● **課題 1**:
この日記の「昼はおとなしく、パサパサと床」から「息子はだんなの実家にてしっかり夕飯も御馳走になったところだった。」までを、一字も変えずに書き出してもらえますか？

● **本文**:
=====
何も考えずに買ってきてしまったけれど、どうやらチョコレート風味のコーヒーなのであった。ホットチョコレート的甘さを期待して口にしたら、案外と苦くてハニワ顔に。に、苦い……チョコレート風味はするのに、苦い……(←実はブラックコーヒーはちょっと苦手)。

昼はおとなしく、パサパサと床に崩れゆくアールグレイブレッドを食べる。パイ生地とパン生地のあいのこのような乾いたパンはサクサクの層であるのは嬉しいんだけど、どう喰っても床にパサパサと崩壊物が落下していく。しかも上にまぶした粉砂糖まで落下しまくり、床はともかく私の膝までクズクズのコナコナになってしまうのだった。なんか、美味しいとかそういう問題以外のところで色々と大変な昼食であった。

おかーさんのクリームシチュー
おかーさんのイクラ
羽釜御飯
モルツ、冷茶

午後5時から、某出版社の方々と打ち合わせ。「こんな原稿、書いてちょ」と頼まれたのは先月のことで、のほほんと構えていたら「え?表紙に当然せりあさんの名前が入りますよ?」と衝撃の事実を知らされ、慌てまくる。……マジですか???

頭真っ白のままピヨピヨと帰宅すると午後7時半。
息子はだんなの実家にてしっかり夕飯も御馳走になったところだった。
「シチュー作ったのよぉ。持って帰るぅ〜?」
とのお義母さんの言葉に一も二もなく頷いて(今晩は宅配ピザ覚悟だった)、タッパーにたっぷりとシチューをいただいてきた。更に
「イクラも作ったのよぉ。持って帰るぅ〜?」
とこちらはイクラのどんぶりごと貰ってきてしまった。しかしお義母さん、シチューとイクラという組合せはいかがでしょうか。

いかがでしょうか……と言いつつ、結局シチューとイクラの夕御飯。海鮮シチューだと思えば違和感がない……かもしれない。
=====
● **コレクションに保存された項目**:
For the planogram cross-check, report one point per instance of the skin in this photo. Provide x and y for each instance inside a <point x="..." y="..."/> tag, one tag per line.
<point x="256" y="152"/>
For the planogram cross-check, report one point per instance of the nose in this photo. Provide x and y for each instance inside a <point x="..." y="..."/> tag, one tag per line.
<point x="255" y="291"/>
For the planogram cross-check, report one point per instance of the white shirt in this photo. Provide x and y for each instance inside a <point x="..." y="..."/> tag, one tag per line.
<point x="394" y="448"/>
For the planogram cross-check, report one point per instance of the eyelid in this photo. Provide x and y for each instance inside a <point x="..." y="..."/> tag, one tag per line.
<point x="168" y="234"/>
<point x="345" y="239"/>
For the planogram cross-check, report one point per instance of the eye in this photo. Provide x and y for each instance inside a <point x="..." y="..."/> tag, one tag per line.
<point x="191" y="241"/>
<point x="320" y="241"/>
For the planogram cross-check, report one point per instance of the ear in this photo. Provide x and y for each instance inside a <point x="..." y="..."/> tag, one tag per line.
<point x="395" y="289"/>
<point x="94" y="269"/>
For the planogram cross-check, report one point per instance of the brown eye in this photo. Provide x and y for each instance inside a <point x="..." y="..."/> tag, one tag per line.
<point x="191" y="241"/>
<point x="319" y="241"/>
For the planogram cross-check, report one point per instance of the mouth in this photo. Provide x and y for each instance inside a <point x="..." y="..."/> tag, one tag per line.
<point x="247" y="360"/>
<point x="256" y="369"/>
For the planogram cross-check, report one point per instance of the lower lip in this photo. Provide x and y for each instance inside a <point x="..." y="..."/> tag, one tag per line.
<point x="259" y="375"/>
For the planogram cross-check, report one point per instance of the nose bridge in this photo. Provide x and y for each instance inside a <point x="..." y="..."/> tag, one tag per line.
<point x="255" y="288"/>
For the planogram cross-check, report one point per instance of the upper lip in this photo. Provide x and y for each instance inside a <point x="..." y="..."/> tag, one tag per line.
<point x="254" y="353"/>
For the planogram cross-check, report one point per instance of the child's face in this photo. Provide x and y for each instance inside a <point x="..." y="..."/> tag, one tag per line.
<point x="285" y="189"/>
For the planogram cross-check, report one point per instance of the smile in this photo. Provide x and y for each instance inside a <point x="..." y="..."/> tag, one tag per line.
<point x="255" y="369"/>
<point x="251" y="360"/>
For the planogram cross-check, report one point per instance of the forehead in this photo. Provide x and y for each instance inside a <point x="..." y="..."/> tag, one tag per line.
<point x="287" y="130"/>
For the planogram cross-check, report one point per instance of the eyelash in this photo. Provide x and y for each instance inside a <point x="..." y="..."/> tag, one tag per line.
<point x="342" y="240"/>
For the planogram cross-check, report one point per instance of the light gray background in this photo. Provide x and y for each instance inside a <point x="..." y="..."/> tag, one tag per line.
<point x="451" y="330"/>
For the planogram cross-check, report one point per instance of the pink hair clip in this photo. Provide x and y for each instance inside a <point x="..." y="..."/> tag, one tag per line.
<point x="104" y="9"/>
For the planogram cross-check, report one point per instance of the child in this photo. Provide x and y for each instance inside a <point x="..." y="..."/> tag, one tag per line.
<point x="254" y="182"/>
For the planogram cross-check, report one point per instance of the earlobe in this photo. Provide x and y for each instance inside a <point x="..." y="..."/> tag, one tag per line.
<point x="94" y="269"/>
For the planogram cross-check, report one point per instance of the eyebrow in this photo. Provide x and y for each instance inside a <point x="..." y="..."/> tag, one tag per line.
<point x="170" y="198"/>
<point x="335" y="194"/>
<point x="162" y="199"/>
=====
● **課題 2**:
記録の中から「child」という文字列を含む行をすべて探し出し、そのまま写してくれますか？大文字と小文字は区別します。

● **解答例 1**:
昼はおとなしく、パサパサと床に崩れゆくアールグレイブレッドを食べる。パイ生地とパン生地のあいのこのような乾いたパンはサクサクの層であるのは嬉しいんだけど、どう喰っても床にパサパサと崩壊物が落下していく。しかも上にまぶした粉砂糖まで落下しまくり、床はともかく私の膝までクズクズのコナコナになってしまうのだった。なんか、美味しいとかそういう問題以外のところで色々と大変な昼食であった。

おかーさんのクリームシチュー
おかーさんのイクラ
羽釜御飯
モルツ、冷茶

午後5時から、某出版社の方々と打ち合わせ。「こんな原稿、書いてちょ」と頼まれたのは先月のことで、のほほんと構えていたら「え?表紙に当然せりあさんの名前が入りますよ?」と衝撃の事実を知らされ、慌てまくる。……マジですか???

頭真っ白のままピヨピヨと帰宅すると午後7時半。
息子はだんなの実家にてしっかり夕飯も御馳走になったところだった。

● **解答例 2**:
For the planogram cross-check, report one point per instance of the child's face in this photo. Provide x and y for each instance inside a <point x="..." y="..."/> tag, one tag per line.
For the planogram cross-check, report one point per instance of the child in this photo. Provide x and y for each instance inside a <point x="..." y="..."/> tag, one tag per line.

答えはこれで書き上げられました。